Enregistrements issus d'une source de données
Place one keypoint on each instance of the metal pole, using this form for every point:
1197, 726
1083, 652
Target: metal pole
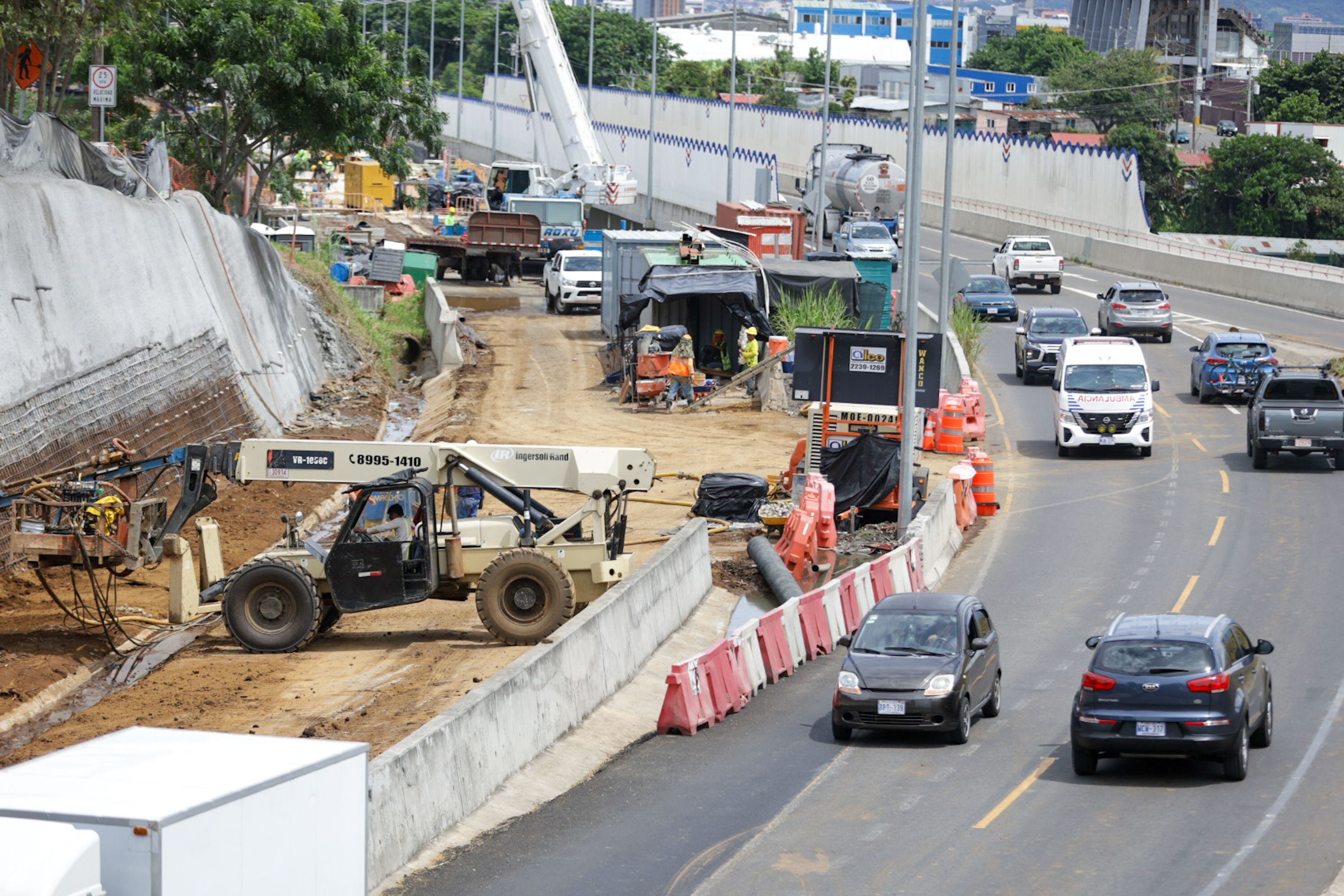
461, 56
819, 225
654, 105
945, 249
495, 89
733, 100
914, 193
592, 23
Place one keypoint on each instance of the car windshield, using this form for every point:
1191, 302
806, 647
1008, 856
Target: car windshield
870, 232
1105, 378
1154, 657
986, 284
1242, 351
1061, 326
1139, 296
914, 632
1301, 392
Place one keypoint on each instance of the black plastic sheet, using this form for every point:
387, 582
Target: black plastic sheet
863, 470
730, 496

Consigne
Recopiez toutes les lignes de ces enregistrements, demandes comprises, en multipliant par 2,6 les coordonnées des points données en réponse et en les arrondissant à l'entier le plus proche, les demis vers le haut, sans modifier les demandes ni leurs modèles de format. Omettez les images dans votre réponse.

Corrigé
Place one keypoint on each instance of the metal pole, using this form for every point:
1197, 726
1083, 652
Target: metal pole
1199, 146
2129, 585
1700, 273
2457, 647
1287, 231
1906, 260
2376, 502
1539, 60
Place one keypoint on each instance of the car windshield, using this form for every point:
1191, 302
806, 647
1008, 856
Target: car windshield
2262, 603
2873, 983
3000, 1708
2564, 738
3229, 913
2759, 848
2961, 770
2376, 1643
3383, 1019
Place one keypoint on each instance of the black plastic sheet, using this form for every point:
387, 582
Target: black plastic sheet
2244, 1222
1898, 1290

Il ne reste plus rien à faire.